##### Input material

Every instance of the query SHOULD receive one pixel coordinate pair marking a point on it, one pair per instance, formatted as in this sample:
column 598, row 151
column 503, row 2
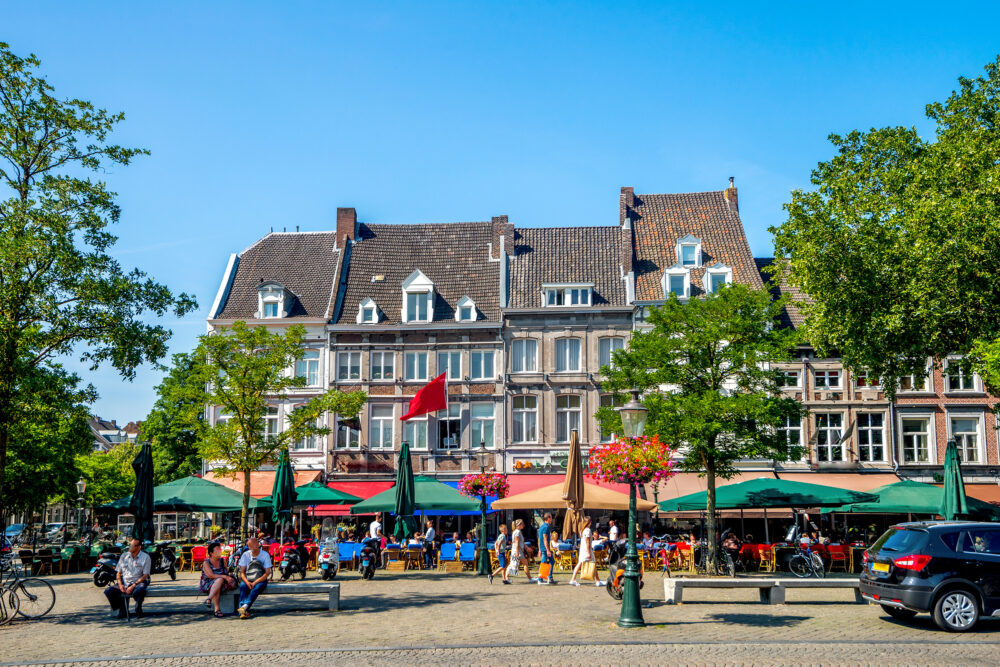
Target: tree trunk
column 246, row 507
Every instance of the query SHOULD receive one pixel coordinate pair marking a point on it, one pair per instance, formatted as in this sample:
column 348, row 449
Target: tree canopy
column 898, row 246
column 704, row 372
column 60, row 289
column 249, row 367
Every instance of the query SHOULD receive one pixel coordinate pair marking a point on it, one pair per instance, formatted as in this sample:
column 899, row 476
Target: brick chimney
column 347, row 224
column 731, row 198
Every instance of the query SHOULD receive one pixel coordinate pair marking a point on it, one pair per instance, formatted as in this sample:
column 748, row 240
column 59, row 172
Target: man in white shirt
column 132, row 578
column 255, row 568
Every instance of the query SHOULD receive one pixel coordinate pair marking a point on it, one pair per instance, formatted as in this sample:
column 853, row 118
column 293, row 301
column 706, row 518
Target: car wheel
column 897, row 613
column 956, row 611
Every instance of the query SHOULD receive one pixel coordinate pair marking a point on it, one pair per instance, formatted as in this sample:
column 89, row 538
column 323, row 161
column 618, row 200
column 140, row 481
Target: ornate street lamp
column 482, row 553
column 633, row 416
column 81, row 488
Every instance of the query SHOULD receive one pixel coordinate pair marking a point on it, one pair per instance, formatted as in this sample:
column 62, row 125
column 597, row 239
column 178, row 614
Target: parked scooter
column 370, row 555
column 329, row 559
column 294, row 558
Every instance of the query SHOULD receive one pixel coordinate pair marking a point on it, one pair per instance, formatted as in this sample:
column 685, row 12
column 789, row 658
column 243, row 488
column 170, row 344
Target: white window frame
column 478, row 365
column 980, row 419
column 720, row 269
column 528, row 418
column 567, row 342
column 688, row 240
column 368, row 306
column 385, row 422
column 567, row 295
column 568, row 417
column 880, row 431
column 481, row 423
column 522, row 355
column 305, row 363
column 826, row 374
column 452, row 414
column 416, row 377
column 415, row 429
column 610, row 341
column 466, row 302
column 680, row 272
column 445, row 359
column 381, row 355
column 929, row 433
column 350, row 355
column 828, row 431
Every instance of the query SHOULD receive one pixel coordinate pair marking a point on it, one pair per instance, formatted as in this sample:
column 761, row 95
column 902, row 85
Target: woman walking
column 586, row 552
column 214, row 578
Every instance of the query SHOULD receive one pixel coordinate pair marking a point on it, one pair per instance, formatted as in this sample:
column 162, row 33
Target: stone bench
column 772, row 591
column 228, row 600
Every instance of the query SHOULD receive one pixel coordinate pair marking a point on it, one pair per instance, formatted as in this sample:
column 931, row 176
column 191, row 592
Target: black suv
column 948, row 568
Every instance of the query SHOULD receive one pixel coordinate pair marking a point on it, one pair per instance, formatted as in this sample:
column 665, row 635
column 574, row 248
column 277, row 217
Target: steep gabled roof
column 454, row 256
column 660, row 220
column 792, row 316
column 304, row 263
column 546, row 255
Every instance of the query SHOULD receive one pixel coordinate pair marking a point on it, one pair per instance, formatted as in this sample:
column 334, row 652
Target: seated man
column 132, row 578
column 255, row 568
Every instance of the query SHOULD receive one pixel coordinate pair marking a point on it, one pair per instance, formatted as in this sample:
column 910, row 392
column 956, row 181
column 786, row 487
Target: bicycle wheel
column 8, row 606
column 37, row 597
column 817, row 565
column 799, row 566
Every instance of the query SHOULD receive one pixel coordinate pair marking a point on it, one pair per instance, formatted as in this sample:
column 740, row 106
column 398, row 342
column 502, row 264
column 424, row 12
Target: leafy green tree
column 250, row 369
column 59, row 288
column 49, row 431
column 704, row 370
column 898, row 246
column 176, row 423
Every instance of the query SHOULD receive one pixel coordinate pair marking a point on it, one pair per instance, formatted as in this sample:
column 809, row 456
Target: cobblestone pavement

##########

(The request) Transcribe all of the entries word for word, but skip any pictures they contain.

(Task result)
Every instance of the query SHOULD receive one pixel coordinate pair marking a point on it, one pair per instance, formatted as in this sample:
column 598, row 151
column 503, row 2
Target: tree trunk
column 246, row 507
Every instance of the query SHOULD receive one pixel coordinate pair marking a point on it, one pair per instance, formatted as in this sample:
column 348, row 449
Target: tree canopy
column 898, row 246
column 704, row 372
column 60, row 289
column 249, row 367
Every instance of the query SHOULD receive one pixel coordinate pair marking a point on it, one pair per instance, formatted as in this sample:
column 899, row 476
Target: brick chimney
column 347, row 224
column 731, row 198
Every instance of the query SHOULD receive one pixel coordinate pair marking a point on it, one pair per instance, formatted as in this sample:
column 748, row 240
column 59, row 172
Target: man in white shirt
column 132, row 578
column 255, row 568
Every instance of the query SHOULD receive one pixel coordinate pair marking a point on it, one pair per instance, formatted as in this sample:
column 853, row 118
column 293, row 301
column 706, row 518
Target: car wheel
column 897, row 613
column 956, row 611
Every instance of the query SHOULD receive one pixel coordinate pair marking a point on it, one pair per instance, formatted as in this sample:
column 89, row 538
column 323, row 161
column 618, row 200
column 140, row 481
Target: ornate street lamp
column 482, row 553
column 633, row 416
column 81, row 488
Every instance of the query SHOULD receive one pixel coordinate pair marking a point on it, one pair per instance, formatted as in this sample:
column 62, row 125
column 597, row 239
column 178, row 614
Target: parked scooter
column 370, row 555
column 329, row 559
column 294, row 558
Every instance of the query SHOULD receive one pixel coordinate pair marking a point on it, one pair per instance, formatted as in this sample:
column 685, row 12
column 789, row 658
column 243, row 488
column 170, row 344
Target: white window frame
column 478, row 365
column 980, row 419
column 720, row 269
column 528, row 418
column 567, row 342
column 688, row 240
column 368, row 306
column 385, row 422
column 567, row 295
column 568, row 417
column 880, row 431
column 481, row 423
column 522, row 355
column 305, row 363
column 826, row 374
column 452, row 414
column 416, row 377
column 415, row 429
column 610, row 341
column 466, row 302
column 680, row 272
column 445, row 359
column 381, row 355
column 929, row 433
column 350, row 355
column 828, row 431
Every instance of the query SHOULD receive one pixel coordinate pair marking a point on it, one pair per instance, formatted as in this sample:
column 761, row 95
column 902, row 85
Target: woman walking
column 586, row 552
column 214, row 578
Every instance of the query SHOULD receive one pixel coordinate pair marking a point on it, one pair per instance, formatted as in this sample:
column 162, row 33
Target: stone bench
column 772, row 591
column 228, row 600
Every instance of the query SHOULD receive one pixel coordinate pair marking a point on it, one pair per instance, formatted as in this sample:
column 931, row 176
column 191, row 592
Target: black suv
column 948, row 568
Every instance of the query SHOULD receive one pixel coordinate pair marking a point on it, one pair per instance, formatted as in this sample:
column 665, row 635
column 574, row 248
column 277, row 217
Target: steep gabled roof
column 454, row 256
column 660, row 220
column 792, row 316
column 304, row 263
column 546, row 255
Every instance of the query SHOULD receive one pixel coordinate pair marking a point on it, one pair per instance, formatted as in this sample:
column 334, row 652
Target: seated man
column 132, row 578
column 255, row 568
Every instance of the query SHOULD receive one pixel coordinate pair marking a point on it, one pair per instance, formatted as in this sample:
column 910, row 392
column 956, row 181
column 786, row 487
Target: bicycle wheel
column 8, row 606
column 37, row 597
column 817, row 565
column 799, row 566
Every instance of the query SHOULD receive one pixel coordinate pair marking a point on it, one pair per instance, formatted as in this sample:
column 740, row 106
column 398, row 342
column 502, row 264
column 424, row 12
Target: leafy green tree
column 250, row 369
column 59, row 288
column 49, row 431
column 704, row 370
column 898, row 246
column 176, row 423
Every instance of the query SHOULD receive one pixel coordinate pair marking a point on it, one pair per instance, formatted as in this sample:
column 809, row 456
Target: cobblestone pavement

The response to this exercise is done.